#### Data shown:
>> Begin

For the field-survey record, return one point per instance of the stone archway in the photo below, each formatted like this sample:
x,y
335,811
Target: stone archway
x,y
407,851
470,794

>> End
>> Begin

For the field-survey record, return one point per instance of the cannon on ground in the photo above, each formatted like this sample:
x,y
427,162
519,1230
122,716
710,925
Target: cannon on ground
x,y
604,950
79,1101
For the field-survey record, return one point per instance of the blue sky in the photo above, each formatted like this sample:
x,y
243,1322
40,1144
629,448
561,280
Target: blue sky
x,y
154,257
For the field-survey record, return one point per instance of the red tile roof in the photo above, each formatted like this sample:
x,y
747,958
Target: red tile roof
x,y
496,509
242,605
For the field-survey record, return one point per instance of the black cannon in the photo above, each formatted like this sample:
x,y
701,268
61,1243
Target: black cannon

>> End
>> Begin

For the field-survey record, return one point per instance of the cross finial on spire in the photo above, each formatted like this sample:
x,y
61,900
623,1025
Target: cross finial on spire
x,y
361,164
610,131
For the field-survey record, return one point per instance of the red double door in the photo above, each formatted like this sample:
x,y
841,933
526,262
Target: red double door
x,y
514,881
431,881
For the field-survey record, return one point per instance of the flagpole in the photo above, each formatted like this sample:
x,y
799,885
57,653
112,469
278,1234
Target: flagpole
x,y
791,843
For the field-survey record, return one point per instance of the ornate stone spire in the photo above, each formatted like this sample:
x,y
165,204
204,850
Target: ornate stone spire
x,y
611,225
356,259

>> End

#### Instruction:
Reproduce the lines above unchanged, starting at the line that contains "of the black" and ending at the line that contains "Target: black cannon".

#### Output below:
For the field-survey record, return one point per instance of the black cannon in the photo above, each formatted like this sample:
x,y
701,268
61,1243
Target: black cannon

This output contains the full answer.